- [Aim]
Can you rewrite all of the material below, putting "a single point for each instance" wherever "one pixel per instance" appears and leaving everything else unchanged?

## begin

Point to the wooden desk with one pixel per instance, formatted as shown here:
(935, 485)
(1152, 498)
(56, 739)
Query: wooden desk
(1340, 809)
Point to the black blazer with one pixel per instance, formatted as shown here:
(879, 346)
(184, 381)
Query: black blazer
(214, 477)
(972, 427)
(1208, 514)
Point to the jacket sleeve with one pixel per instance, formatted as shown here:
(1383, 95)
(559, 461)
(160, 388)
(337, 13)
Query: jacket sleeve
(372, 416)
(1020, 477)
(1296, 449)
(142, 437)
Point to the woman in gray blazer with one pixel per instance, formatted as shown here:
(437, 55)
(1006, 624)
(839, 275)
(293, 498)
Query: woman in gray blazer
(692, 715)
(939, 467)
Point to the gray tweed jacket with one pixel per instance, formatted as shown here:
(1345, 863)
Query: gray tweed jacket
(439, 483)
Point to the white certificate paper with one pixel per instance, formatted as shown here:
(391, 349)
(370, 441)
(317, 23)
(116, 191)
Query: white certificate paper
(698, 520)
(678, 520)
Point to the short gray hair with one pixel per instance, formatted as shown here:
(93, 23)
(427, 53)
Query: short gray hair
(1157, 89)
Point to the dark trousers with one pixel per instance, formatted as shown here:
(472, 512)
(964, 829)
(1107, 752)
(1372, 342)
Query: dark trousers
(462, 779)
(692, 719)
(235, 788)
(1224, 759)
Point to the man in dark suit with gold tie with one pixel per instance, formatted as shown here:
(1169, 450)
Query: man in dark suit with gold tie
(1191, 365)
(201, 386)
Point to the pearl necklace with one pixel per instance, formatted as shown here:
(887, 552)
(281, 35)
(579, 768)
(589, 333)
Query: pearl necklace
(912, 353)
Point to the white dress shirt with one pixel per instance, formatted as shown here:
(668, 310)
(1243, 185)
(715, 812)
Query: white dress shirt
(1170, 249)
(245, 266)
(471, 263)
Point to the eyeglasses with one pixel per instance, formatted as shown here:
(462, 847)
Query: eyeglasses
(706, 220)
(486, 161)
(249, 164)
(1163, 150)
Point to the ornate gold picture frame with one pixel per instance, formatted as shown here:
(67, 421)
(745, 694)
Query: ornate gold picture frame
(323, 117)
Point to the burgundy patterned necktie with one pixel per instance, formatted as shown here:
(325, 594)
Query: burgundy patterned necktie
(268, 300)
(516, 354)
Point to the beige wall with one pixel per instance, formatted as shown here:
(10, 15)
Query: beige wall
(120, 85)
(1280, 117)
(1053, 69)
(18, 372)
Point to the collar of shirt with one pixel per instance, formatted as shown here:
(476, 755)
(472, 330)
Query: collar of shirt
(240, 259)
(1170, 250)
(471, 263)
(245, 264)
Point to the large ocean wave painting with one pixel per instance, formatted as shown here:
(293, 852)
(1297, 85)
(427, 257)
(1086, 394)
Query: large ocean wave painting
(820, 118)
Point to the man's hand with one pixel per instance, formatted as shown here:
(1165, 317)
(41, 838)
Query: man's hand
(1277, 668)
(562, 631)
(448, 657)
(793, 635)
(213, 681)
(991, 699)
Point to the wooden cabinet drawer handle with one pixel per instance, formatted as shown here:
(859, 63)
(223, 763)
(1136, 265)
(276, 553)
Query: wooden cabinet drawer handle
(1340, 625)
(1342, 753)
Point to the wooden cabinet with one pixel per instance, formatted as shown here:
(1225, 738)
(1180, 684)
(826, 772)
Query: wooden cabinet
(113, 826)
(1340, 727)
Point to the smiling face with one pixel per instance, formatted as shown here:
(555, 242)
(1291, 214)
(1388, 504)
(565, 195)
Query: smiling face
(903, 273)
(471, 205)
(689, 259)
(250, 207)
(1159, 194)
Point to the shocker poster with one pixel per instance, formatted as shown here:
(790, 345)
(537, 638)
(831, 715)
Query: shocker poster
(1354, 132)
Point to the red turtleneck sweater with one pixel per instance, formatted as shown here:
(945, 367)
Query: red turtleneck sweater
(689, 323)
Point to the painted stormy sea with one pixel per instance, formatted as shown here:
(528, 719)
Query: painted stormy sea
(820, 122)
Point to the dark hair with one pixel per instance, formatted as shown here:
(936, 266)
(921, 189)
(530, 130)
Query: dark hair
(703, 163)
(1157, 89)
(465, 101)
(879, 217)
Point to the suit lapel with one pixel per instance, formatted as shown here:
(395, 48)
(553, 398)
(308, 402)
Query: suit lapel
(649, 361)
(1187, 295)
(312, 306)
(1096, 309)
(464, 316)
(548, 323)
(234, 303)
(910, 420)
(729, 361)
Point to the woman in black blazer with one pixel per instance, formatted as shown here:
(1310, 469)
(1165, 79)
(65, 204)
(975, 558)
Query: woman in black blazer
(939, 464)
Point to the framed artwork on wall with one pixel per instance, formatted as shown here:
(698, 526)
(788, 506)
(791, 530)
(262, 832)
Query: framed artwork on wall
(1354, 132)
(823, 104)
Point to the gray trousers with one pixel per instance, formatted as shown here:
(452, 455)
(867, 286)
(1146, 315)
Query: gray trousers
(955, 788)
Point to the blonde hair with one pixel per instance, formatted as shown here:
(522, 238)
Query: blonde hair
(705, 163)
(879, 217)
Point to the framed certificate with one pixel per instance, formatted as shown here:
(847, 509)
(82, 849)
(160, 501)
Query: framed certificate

## end

- [Complete response]
Point to the wooden desk with a single point for each instance, formatted as shown here:
(935, 485)
(1152, 498)
(56, 739)
Query: wooden desk
(1340, 809)
Point to the black blazer with a single point for each instance, formatted as shown here:
(879, 346)
(184, 381)
Query: black blazer
(214, 477)
(972, 427)
(1208, 514)
Point to the jacket sleeve with a single point for each instance, formatted as shown here:
(1383, 95)
(559, 461)
(160, 388)
(337, 13)
Query: jacket sleeve
(372, 416)
(1020, 477)
(1296, 449)
(142, 437)
Point to the woman in gray blazer with a single point for each instance, formatted as shown here:
(437, 55)
(1006, 624)
(839, 275)
(293, 498)
Query: woman in gray blazer
(692, 715)
(939, 467)
Point to the gray tweed jacket with a single point for each instance, formatted as shown here:
(1345, 863)
Query: gray tweed jacket
(439, 483)
Point to the white certificate paper with a single point for each instance, formatted as shown here:
(391, 349)
(370, 441)
(317, 23)
(116, 191)
Query: white certificate paper
(698, 520)
(678, 520)
Point to the short gray hair with a single point for each instance, formatted as shown here:
(93, 23)
(427, 53)
Query: short gray hair
(1157, 89)
Point to the dark trousers with a single point for each instance, formatted as shown here:
(472, 512)
(964, 829)
(1107, 752)
(1372, 342)
Query: dark trousers
(462, 779)
(692, 719)
(235, 788)
(1224, 759)
Point to the man in dark suit with gold tie with a single point for each instance, formatted as shown here:
(1169, 450)
Query: man in dark suit with gold tie
(1191, 365)
(201, 386)
Point to the pearl necklace with a single point for each instance, formatted as shown here:
(887, 552)
(281, 35)
(579, 768)
(589, 333)
Query: pearl necklace
(912, 353)
Point to the white dress shirt with a single point for each instance, formatted as shown here:
(668, 310)
(1243, 185)
(715, 812)
Query: white dress shirt
(1170, 249)
(245, 266)
(471, 263)
Point to the eyeglasses with a single point for each instance, formatted as shown here:
(462, 847)
Query: eyeglasses
(706, 220)
(486, 161)
(249, 164)
(1163, 150)
Point to the ornate gold picture frame with a single point for each instance, formatted as shown here:
(67, 421)
(745, 694)
Query: ornate gold picture frame
(323, 117)
Point to the burgundy patterned necktie with a single point for each instance, formatted as shown here:
(325, 594)
Query: burgundy patterned necktie
(268, 300)
(516, 354)
Point to the beige wall with a single point for each instance, formatted as shown here:
(10, 15)
Query: beige wall
(120, 85)
(1280, 117)
(1053, 69)
(18, 372)
Point to the collar of shirt with a single point for each instance, formatted as shown here:
(476, 755)
(472, 330)
Query: collar of shirt
(240, 259)
(1170, 250)
(471, 263)
(245, 264)
Point to the large ocean wave painting with a single point for each instance, formatted as shown here:
(293, 852)
(1297, 85)
(427, 257)
(1086, 394)
Query: large ocean wave painting
(820, 118)
Point to the man's hand with a single point for each instance, formatted as shown here:
(1165, 317)
(41, 838)
Query: man's hand
(1277, 668)
(562, 631)
(448, 657)
(793, 635)
(213, 681)
(991, 699)
Point to the wooden cabinet drawer handle with a single point for each instance, formatted as shown here:
(859, 63)
(223, 763)
(1136, 265)
(276, 553)
Query: wooden cabinet drawer handle
(1340, 625)
(1342, 753)
Point to the wooden cabinet with a single point for each instance, formatted as shown here:
(1225, 738)
(1180, 684)
(826, 772)
Query: wooden cabinet
(113, 826)
(1340, 727)
Point to the smiling face with a single point for each instance, formatted as shown here:
(555, 242)
(1291, 214)
(1388, 504)
(565, 195)
Query: smiling face
(903, 273)
(471, 205)
(689, 259)
(250, 207)
(1159, 194)
Point to the shocker poster with a single point for each instance, formatted as shown here:
(790, 345)
(537, 638)
(831, 715)
Query: shocker poster
(1354, 132)
Point to the red turtleneck sweater with a single point for each instance, formatted as shown here:
(945, 367)
Query: red turtleneck sweater
(689, 323)
Point to the painted stormy sea with a single point for each instance, formatted as shown here:
(528, 719)
Query: painted stormy sea
(820, 122)
Point to the dark hair with a single point for each instance, formatted as shown here:
(936, 266)
(921, 189)
(530, 130)
Query: dark hair
(703, 163)
(1157, 89)
(465, 101)
(879, 217)
Point to the suit lapel with a single point for each instance, formatted as shown here:
(395, 48)
(553, 398)
(308, 402)
Query: suit lapel
(649, 361)
(1187, 295)
(312, 306)
(1096, 309)
(464, 316)
(548, 323)
(234, 303)
(910, 420)
(729, 361)
Point to the woman in black blazer with a single point for each instance, formatted as shown here:
(1310, 469)
(1165, 79)
(65, 204)
(975, 558)
Query: woman in black blazer
(939, 464)
Point to the framed artwork on wall with a single point for each instance, formatted as shown here:
(698, 526)
(788, 506)
(791, 530)
(262, 832)
Query: framed artwork on wall
(1354, 132)
(823, 104)
Point to the gray trousers with a single point for each instance, formatted as shown here:
(452, 455)
(867, 286)
(1146, 315)
Query: gray trousers
(955, 788)
Point to the blonde hair with a single point for each instance, formatted as shown here:
(522, 238)
Query: blonde hair
(705, 163)
(879, 217)
Point to the framed certificate with a single point for each instance, formatted as shown here:
(847, 509)
(82, 849)
(160, 501)
Query: framed certificate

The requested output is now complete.